NICOLAS SARKOZY (HIER À STRASBOURG)
On m'a dit il faut une primaire loyale, où est la loyauté quand on appelle des électeurs de gauche à venir voter, à signer, parjure, un papier dans lequel ils s'engageraient à partager les valeurs de la droite et du centre, alors qu'en vérité ils n'en partagent aucune. Je ne veux pas de cette primaire-là.
JEAN-MICHEL APHATIE
Est-ce que vous dites, Jean-Marie LE GUEN, aux électeurs de gauche « n'allez pas voter à la primaire» ?
JEAN-MARIE LE GUEN
Je crois d'abord que monsieur SARKOZY, semble-t-il, est un peu inquiet, pour son score.
JEAN-MICHEL APHATIE
Est-ce que vous dites…
JEAN-MARIE LE GUEN
Deuxièmement, je pense que des gens… mais moi je n'ai pas de leçon à donner, simplement, quand on est de gauche…
JEAN-MICHEL APHATIE
Ce n'est pas de leçon.
JEAN-MARIE LE GUEN
Quand on est de gauche, ça ne veut pas dire qu'on est de gauche parce qu'on a voté un jour François HOLLANDE ou pour un député socialiste, mais, quand on est de gauche, qu'on se croit même de gauche, il me semble assez naturel de ne pas aller signer un papier où on dit qu'on est de droite et du centre, voilà, c'est tout.
JEAN-MICHEL APHATIE
Donc vous êtes d'accord avec SARKO.
JEAN-MARIE LE GUEN
Attendez, pour être très clair, je pense que les petits calculs, la confusion, les primaires c'est déjà compliqué, c'est déjà, la régulation de ce genre de choses c'est compliqué, alors si en plus on doit y mettre de la confusion, faisons attention. Ne jouons pas trop avec la démocratie, essayons d'avoir des attitudes les plus responsables possibles…
JEAN-MICHEL APHATIE
Une autre question qui se pose, c'est de savoir si François HOLLANDE sera candidat ou pas. Alors, on scrute chaque indice. Dimanche François HOLLANDE a inauguré la Maison d'Émile ZOLA, et en l'écoutant, eh bien on a eu du mal à se faire une opinion. On l'écoute.
FRANÇOIS HOLLANDE (MAISON ZOLA-MUSÉE DREYFUS MÉDAN DIMANCHE 2 OCTOBRE 2016)
Face aux plus grandes adversités il y a toujours un choix, même dans la nuit la plus sombre luit toujours une espérance, même dans l'engrenage d'une machinerie infernale, il suffit d'une voie, une seule, pour changer le cours des choses et le destin des hommes.
JEAN-MICHEL APHATIE
Alors, il va y aller ou pas ?

OBJECTIF
Relevez toutes les personnes dont l'extrait d'entretien ci-dessus rapporte les paroles, dans l'ordre de leur première intervention.

DONNÉES BRUTES
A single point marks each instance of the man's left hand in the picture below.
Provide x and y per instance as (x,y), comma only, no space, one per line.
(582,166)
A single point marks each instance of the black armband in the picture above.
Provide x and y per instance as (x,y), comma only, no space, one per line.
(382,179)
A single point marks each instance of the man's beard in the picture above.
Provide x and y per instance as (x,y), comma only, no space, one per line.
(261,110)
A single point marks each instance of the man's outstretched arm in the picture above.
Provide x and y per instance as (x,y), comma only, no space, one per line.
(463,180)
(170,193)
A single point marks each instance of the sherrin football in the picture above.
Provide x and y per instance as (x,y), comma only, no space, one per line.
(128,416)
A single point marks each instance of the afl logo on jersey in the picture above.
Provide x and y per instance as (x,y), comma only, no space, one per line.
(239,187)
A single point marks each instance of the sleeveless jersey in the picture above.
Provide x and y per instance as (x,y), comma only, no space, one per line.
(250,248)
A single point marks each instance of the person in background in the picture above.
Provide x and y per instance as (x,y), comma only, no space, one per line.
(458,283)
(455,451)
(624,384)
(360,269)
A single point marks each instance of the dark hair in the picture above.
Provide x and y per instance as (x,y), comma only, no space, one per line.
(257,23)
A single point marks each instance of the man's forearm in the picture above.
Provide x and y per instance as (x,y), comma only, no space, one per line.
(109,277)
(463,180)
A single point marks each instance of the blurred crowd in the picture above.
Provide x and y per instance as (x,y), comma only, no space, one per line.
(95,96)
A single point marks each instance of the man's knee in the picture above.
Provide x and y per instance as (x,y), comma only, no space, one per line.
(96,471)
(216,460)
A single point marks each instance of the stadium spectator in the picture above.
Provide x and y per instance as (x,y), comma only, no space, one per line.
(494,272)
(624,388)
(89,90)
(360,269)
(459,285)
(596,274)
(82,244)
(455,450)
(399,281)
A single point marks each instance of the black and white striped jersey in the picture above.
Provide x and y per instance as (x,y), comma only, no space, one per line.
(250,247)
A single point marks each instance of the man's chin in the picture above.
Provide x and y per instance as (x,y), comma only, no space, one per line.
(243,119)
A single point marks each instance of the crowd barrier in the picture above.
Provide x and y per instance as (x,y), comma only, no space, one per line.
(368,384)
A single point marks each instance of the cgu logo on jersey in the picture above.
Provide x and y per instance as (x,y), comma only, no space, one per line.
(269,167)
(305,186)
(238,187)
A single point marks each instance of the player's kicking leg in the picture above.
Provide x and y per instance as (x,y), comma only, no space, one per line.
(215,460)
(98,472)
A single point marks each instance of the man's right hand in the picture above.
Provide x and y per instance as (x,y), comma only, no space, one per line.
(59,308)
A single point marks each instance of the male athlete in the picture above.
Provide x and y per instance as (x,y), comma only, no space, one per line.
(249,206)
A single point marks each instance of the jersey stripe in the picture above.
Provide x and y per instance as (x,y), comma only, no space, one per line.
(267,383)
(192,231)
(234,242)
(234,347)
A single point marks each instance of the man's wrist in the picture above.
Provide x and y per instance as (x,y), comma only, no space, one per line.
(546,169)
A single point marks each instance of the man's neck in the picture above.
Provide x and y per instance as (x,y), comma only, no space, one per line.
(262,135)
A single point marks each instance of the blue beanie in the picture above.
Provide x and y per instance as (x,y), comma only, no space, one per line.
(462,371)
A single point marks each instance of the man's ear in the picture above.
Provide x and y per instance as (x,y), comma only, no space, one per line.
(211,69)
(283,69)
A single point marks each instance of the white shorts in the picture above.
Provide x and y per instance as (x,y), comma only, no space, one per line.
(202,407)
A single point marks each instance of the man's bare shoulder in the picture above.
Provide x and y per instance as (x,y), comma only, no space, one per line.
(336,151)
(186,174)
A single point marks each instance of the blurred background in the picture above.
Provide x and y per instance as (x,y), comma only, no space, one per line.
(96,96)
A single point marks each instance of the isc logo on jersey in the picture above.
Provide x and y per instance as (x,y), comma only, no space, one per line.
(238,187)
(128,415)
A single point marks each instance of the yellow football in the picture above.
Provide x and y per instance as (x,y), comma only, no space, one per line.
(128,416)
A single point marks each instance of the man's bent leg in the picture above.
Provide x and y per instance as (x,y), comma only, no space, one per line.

TÂCHE RÉALISÉE
Nicolas SARKOZY
Jean-Michel APHATIE
Jean-Marie LE GUEN
François HOLLANDE